#### [AVAILABLE RECORDS]
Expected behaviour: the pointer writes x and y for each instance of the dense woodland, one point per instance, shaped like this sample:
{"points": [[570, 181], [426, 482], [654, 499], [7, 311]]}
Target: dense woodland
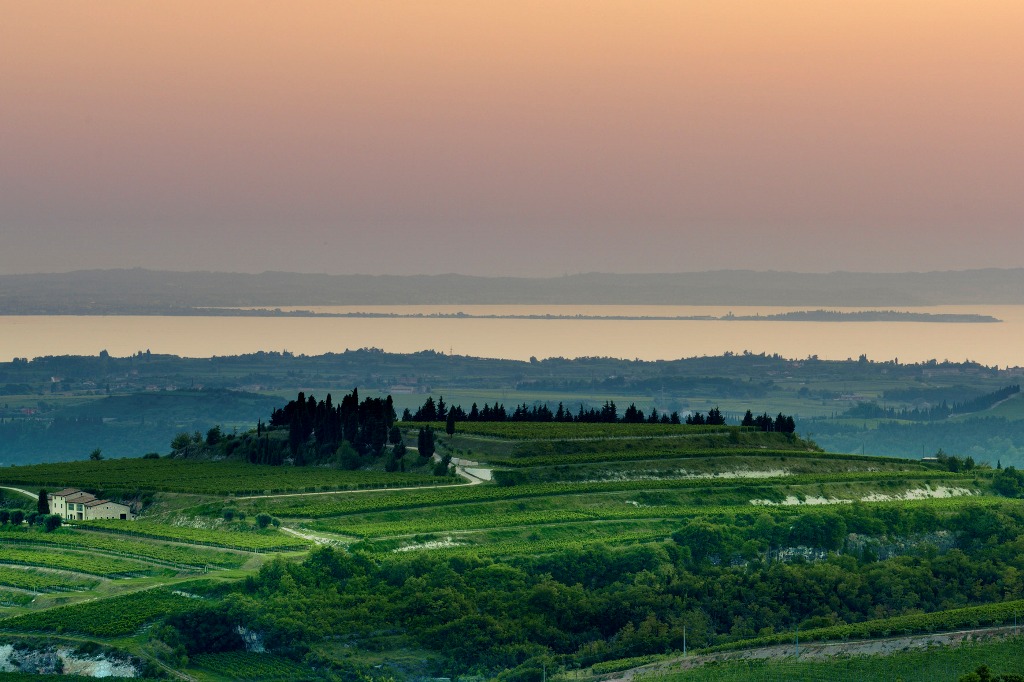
{"points": [[721, 581], [606, 414]]}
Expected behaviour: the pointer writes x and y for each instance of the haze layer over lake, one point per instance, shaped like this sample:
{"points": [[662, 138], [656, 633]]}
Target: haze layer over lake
{"points": [[993, 344]]}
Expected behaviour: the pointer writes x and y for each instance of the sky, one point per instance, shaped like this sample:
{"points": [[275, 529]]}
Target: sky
{"points": [[516, 138]]}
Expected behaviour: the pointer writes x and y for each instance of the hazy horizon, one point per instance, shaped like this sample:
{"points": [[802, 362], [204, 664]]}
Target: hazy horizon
{"points": [[520, 139]]}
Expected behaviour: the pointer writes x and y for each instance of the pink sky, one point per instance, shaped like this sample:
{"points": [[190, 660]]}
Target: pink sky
{"points": [[512, 137]]}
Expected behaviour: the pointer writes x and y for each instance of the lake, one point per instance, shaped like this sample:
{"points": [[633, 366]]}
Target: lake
{"points": [[994, 344]]}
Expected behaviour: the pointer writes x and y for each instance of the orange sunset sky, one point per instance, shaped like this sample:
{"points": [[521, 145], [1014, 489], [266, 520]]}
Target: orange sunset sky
{"points": [[528, 138]]}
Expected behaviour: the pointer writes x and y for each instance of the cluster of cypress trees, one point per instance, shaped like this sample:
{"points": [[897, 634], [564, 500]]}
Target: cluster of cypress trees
{"points": [[316, 429]]}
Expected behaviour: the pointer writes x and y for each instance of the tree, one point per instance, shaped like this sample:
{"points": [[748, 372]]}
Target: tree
{"points": [[425, 442], [715, 417], [450, 423]]}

#### [EXERCISE PROMPT]
Swap "pointer" for "marker" throughout all the entries above and reproduce them otherwise unchanged, omitting the pictures.

#### [THE REPLY]
Expected behaviour: the marker writes x and y for each instance of the dense woodland, one point per instance, shaped like this sample:
{"points": [[570, 181], [426, 482], [654, 499], [7, 311]]}
Target: dense woodland
{"points": [[721, 581], [606, 414]]}
Expected behaviour: the marker writes x and y for each instance of the haze layer over lake, one point per instance, shaped like this sample:
{"points": [[662, 138], [656, 633]]}
Target: haze layer over lake
{"points": [[993, 344]]}
Expected behaviour: the marker writes x and y for each instance of the sky, one point per instance, shaped like this sample:
{"points": [[275, 529]]}
Target: sky
{"points": [[516, 138]]}
Expected behaviour: the marker writes x and y for each instance of the hazy horizon, one point per instance, shaped like this sample:
{"points": [[802, 362], [204, 664]]}
Target: hazy horizon
{"points": [[520, 139]]}
Expected behaviour: the marker writes x and y for each instance of the pink sky, one point per instance, shaped like this sample:
{"points": [[190, 660]]}
Target: pink sky
{"points": [[512, 137]]}
Expected behaviour: the marker writes x and y for each instance of the lake, one point per instance, shaped like this sample:
{"points": [[633, 366]]}
Target: lake
{"points": [[994, 344]]}
Expected behaviour: the marker writes x and y for each instance of the orange sunset sky, one point per instance, shaped like this sample:
{"points": [[521, 145], [1014, 489], [266, 520]]}
Target: orange sunset sky
{"points": [[528, 138]]}
Expected behaviour: the marker writes x and y for each instance of the cluster of cypress trees, one point per instance, shaped like this sample:
{"points": [[897, 634], [564, 500]]}
Target: cluster of cypress trees
{"points": [[316, 429]]}
Expected behaviour: the marker writes x and y for each instance of the tree, one point per instance, shaped like this sample:
{"points": [[748, 372]]}
Target: tree
{"points": [[425, 442], [715, 417], [450, 423]]}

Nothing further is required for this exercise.